25 of 131 comments (clear)

  1. Re:babys et al, unprecedented evile conjuring deat by Scutter · · Score: 2

    Aren't you that Time Cube guy?

    --

    "Tell me doctor, with all of your defenses, are there any provisions for an attack by killer bees?"
  2. Attorney... sentenced... by Kingrames · · Score: 4, Funny

    "...Attorney... sentenced..."

    Victory.

    --
    If you can read this, I forgot to post anonymously.
  3. Re:Man.. by airfoobar · · Score: 2, Funny

    They're Dicks.

    Sorry, OP was asking for it.

  4. Not for spamming by HLJ76 · · Score: 5, Informative

    According to the linked Miami Herald article, he got sentenced for running an online pharmacy, not for spamming. Big change in tone of the article. Spamming just lead to some one being annoyed enough at the guy to help the IRS track him down.

    1. Re:Not for spamming by Seumas · · Score: 3, Insightful

      Yeah, the headline on Slashdot would tend to elicit rightful cries of "Is spamming a 'crime' worthy of taking several percent of someone's entire life span?", while the real article would elicit rightful responses of "Okay, so the guy was found guilty of running a prescription drug sales scam online".

      Someone really needs to vet the sanity of articles before they make Slashdot, but after almost fifteen years, why start now?

    2. Re:Not for spamming by Anonymous Coward · · Score: 2, Insightful

      So if you add up everyone who facepalmed after reading that post, the collected force would crush someone's skull, so clearly you should be going down for murder as well.

  5. Spamming attorney Vs. IRS by Anonymous Coward · · Score: 4, Funny

    I am conflicted.

    1. Re:Spamming attorney Vs. IRS by Anonymous Coward · · Score: 4, Insightful

      Spamming attorney is doing it because he's the unethical shit breaking the law.

      IRS - collecting on behalf of Congress who can never ever live within their means - even when they use Hollywood bookkeeping to "balance" the budget.

      The attorney is the shit here.

      Any problems with the IRS you'd have to blame Congress for.
- - - - -
▶ [WHAT TO PRODUCE]: Translate this sentence from the comment thread into Spanish: "According to the linked Miami Herald article, he got sentenced for running an online pharmacy, not for spamming."

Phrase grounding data
- - - - -
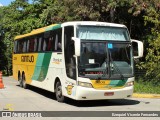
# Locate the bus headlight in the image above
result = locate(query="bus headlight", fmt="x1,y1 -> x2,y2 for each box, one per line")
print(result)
125,81 -> 134,87
78,81 -> 92,88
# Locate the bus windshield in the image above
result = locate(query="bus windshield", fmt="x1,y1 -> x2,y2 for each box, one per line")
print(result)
78,27 -> 133,79
77,26 -> 129,41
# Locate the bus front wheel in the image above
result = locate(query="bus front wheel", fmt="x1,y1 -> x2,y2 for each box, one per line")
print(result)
22,74 -> 27,89
18,74 -> 23,87
55,81 -> 65,102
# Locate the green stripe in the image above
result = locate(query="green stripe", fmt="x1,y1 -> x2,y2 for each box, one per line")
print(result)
109,80 -> 127,87
45,24 -> 61,32
32,53 -> 52,81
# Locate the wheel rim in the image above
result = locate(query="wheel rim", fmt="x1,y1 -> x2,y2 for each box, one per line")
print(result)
57,86 -> 62,98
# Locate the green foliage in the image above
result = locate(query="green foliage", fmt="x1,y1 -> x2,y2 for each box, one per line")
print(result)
134,78 -> 160,94
0,0 -> 160,80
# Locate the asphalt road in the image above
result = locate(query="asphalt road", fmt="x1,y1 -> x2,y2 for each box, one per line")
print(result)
- - - - -
▶ [WRITTEN RESPONSE]: Según el artículo enlazado del Miami Herald, lo condenaron por administrar una farmacia en línea, no por enviar spam.